··· Extracted material ···
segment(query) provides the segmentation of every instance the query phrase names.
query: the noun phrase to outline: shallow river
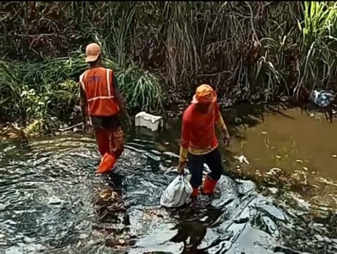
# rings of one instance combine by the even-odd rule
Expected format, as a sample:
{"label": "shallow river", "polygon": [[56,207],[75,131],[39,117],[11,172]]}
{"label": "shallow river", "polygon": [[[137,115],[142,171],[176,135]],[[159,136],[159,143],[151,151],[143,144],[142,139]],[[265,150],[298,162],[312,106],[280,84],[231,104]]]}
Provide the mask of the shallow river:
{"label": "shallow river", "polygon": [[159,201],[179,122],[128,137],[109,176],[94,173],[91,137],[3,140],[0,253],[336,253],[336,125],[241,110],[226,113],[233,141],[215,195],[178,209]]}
···
··· Extracted material ···
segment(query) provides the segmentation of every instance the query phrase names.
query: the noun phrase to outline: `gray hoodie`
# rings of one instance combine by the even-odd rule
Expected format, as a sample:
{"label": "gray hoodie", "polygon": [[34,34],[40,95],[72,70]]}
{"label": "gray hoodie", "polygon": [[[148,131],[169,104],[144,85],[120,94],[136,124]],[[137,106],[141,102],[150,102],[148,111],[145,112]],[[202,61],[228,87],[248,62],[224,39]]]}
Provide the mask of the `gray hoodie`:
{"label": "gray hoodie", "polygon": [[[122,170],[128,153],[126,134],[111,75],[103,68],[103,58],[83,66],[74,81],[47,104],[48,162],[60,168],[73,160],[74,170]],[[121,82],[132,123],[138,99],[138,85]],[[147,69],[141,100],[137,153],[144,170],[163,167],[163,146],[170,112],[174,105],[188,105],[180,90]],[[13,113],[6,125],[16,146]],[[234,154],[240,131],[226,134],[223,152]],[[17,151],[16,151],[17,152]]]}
···
Pull out each line of the material above that contains the string "polygon". Case counts.

Solution to the exercise =>
{"label": "shallow river", "polygon": [[56,207],[75,131],[39,117],[11,172]]}
{"label": "shallow river", "polygon": [[[137,115],[142,171],[176,135]],[[159,136],[159,143],[151,151],[143,144],[142,139]],[[265,150],[298,162],[312,106],[280,84],[231,104]]]}
{"label": "shallow river", "polygon": [[159,201],[179,122],[128,137],[109,176],[94,173],[91,137],[3,140],[0,253],[336,253],[336,125],[241,110],[226,113],[233,141],[215,195],[178,209]]}
{"label": "gray hoodie", "polygon": [[34,34],[40,95],[72,70]]}
{"label": "gray hoodie", "polygon": [[[148,131],[169,104],[144,85],[120,94],[136,124]],[[137,106],[141,102],[150,102],[148,111],[145,112]],[[202,61],[228,87],[248,62],[224,39]]]}
{"label": "gray hoodie", "polygon": [[[122,170],[128,153],[126,134],[111,75],[103,68],[103,58],[83,66],[74,81],[47,104],[48,162],[60,168],[73,160],[74,170]],[[121,82],[132,123],[138,99],[138,85]],[[147,69],[141,100],[137,153],[144,170],[163,167],[163,146],[170,112],[174,105],[188,105],[180,90]],[[13,113],[6,125],[16,146]],[[234,154],[240,131],[226,134],[223,152]],[[17,151],[16,151],[17,152]]]}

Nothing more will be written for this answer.